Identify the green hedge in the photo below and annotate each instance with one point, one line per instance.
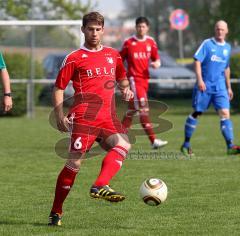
(235, 66)
(235, 73)
(18, 66)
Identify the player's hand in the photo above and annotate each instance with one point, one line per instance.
(155, 64)
(230, 93)
(127, 94)
(7, 103)
(63, 124)
(201, 86)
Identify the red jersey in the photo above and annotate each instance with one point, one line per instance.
(93, 74)
(137, 53)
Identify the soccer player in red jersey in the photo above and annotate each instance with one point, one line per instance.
(138, 50)
(93, 69)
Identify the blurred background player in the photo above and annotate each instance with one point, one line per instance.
(7, 98)
(213, 86)
(138, 50)
(94, 69)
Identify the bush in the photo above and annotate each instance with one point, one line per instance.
(235, 73)
(18, 66)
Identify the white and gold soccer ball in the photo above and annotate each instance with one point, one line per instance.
(153, 191)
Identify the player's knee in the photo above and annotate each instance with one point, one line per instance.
(75, 161)
(196, 114)
(125, 145)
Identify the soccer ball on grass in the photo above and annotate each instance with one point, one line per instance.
(153, 191)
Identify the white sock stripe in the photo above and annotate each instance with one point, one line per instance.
(121, 152)
(190, 125)
(190, 117)
(71, 168)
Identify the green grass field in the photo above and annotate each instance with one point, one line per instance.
(203, 195)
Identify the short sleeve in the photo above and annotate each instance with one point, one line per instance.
(201, 52)
(124, 51)
(154, 52)
(65, 73)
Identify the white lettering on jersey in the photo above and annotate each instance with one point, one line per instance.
(100, 71)
(141, 55)
(89, 73)
(110, 60)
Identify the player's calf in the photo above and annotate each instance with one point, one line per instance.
(106, 193)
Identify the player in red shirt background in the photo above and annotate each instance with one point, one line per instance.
(93, 69)
(138, 51)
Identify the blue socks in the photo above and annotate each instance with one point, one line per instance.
(227, 131)
(190, 126)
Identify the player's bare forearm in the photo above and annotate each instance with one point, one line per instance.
(7, 100)
(57, 98)
(124, 87)
(61, 119)
(227, 76)
(156, 64)
(5, 81)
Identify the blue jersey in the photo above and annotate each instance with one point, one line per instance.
(214, 58)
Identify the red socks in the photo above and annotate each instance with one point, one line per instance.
(147, 126)
(127, 121)
(111, 165)
(64, 183)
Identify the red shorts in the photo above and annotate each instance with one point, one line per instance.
(84, 133)
(139, 86)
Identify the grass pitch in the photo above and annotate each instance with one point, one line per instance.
(203, 194)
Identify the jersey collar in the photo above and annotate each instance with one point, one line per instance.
(222, 44)
(86, 49)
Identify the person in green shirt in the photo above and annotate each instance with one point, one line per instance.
(7, 98)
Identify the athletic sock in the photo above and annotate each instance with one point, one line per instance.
(127, 121)
(147, 126)
(227, 131)
(111, 164)
(190, 126)
(64, 183)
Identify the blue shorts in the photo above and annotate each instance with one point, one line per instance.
(202, 100)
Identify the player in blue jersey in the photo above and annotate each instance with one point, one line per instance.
(212, 87)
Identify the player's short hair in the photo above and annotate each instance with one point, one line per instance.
(142, 19)
(93, 17)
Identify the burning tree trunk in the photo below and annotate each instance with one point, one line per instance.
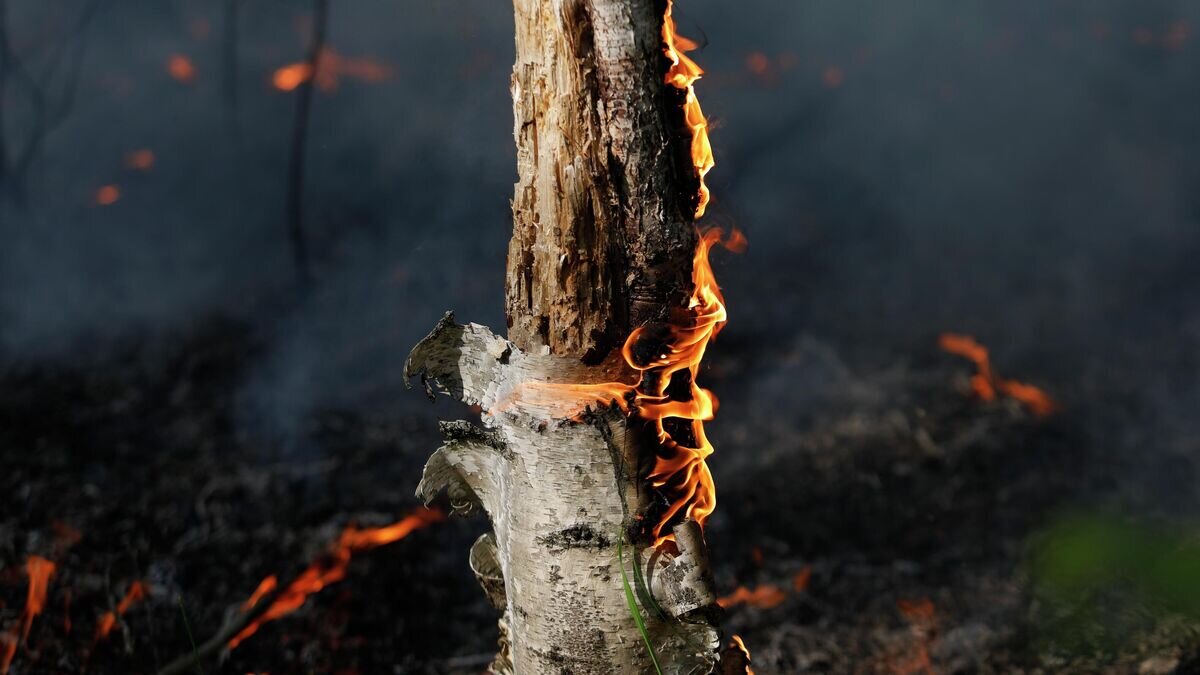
(589, 461)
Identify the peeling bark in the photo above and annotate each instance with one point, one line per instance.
(561, 494)
(603, 243)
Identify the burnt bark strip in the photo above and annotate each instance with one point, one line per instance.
(603, 236)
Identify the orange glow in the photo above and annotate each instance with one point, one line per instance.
(679, 471)
(108, 621)
(801, 580)
(39, 569)
(107, 195)
(985, 383)
(330, 66)
(329, 569)
(139, 160)
(922, 617)
(683, 75)
(762, 597)
(742, 646)
(181, 69)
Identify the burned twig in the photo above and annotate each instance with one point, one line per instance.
(237, 619)
(294, 213)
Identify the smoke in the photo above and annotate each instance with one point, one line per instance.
(1021, 171)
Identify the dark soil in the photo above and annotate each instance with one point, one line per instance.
(911, 505)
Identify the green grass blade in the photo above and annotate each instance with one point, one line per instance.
(187, 627)
(631, 602)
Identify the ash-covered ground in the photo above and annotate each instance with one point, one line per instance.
(174, 411)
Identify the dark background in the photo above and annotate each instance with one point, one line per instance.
(1020, 171)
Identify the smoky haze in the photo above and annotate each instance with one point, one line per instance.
(1021, 171)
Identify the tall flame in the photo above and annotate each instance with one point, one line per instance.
(683, 75)
(39, 569)
(328, 571)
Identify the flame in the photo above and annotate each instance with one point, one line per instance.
(107, 195)
(330, 65)
(742, 646)
(139, 160)
(985, 383)
(683, 75)
(181, 69)
(679, 470)
(39, 569)
(108, 621)
(329, 569)
(922, 617)
(762, 597)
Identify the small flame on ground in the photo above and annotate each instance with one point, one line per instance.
(985, 383)
(329, 569)
(330, 66)
(181, 69)
(39, 569)
(108, 621)
(737, 643)
(683, 75)
(923, 620)
(139, 160)
(763, 597)
(107, 195)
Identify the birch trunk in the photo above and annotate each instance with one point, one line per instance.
(603, 243)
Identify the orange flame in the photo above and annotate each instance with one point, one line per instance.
(683, 75)
(329, 569)
(330, 66)
(181, 69)
(742, 646)
(39, 569)
(762, 597)
(924, 622)
(679, 470)
(985, 383)
(108, 621)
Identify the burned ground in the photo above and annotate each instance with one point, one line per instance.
(912, 506)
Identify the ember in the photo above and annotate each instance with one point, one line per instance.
(985, 383)
(39, 569)
(327, 571)
(330, 66)
(762, 597)
(742, 646)
(108, 621)
(181, 69)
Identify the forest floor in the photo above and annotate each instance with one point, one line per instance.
(903, 526)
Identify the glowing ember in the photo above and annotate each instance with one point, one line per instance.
(329, 569)
(985, 383)
(139, 160)
(39, 569)
(683, 75)
(742, 646)
(107, 195)
(330, 66)
(762, 597)
(108, 621)
(923, 621)
(181, 69)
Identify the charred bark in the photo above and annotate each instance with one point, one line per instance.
(603, 243)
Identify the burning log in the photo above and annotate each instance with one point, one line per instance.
(588, 448)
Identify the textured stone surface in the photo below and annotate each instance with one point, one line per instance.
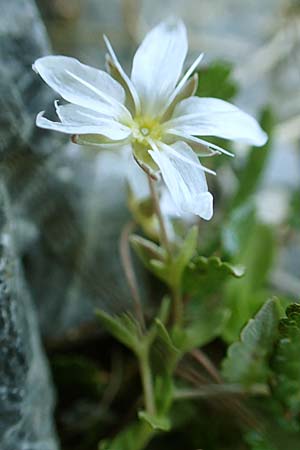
(26, 396)
(68, 203)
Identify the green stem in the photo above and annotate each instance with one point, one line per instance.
(221, 389)
(147, 383)
(178, 305)
(143, 436)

## Required action
All that is wanted is an exact copy of the lines from the line holding "Identify the green stem" through the end of the material above, including both.

## Result for this task
Identify the green stem in the photo above and annotate each instance with one point, one line per instance.
(221, 389)
(147, 383)
(178, 305)
(143, 436)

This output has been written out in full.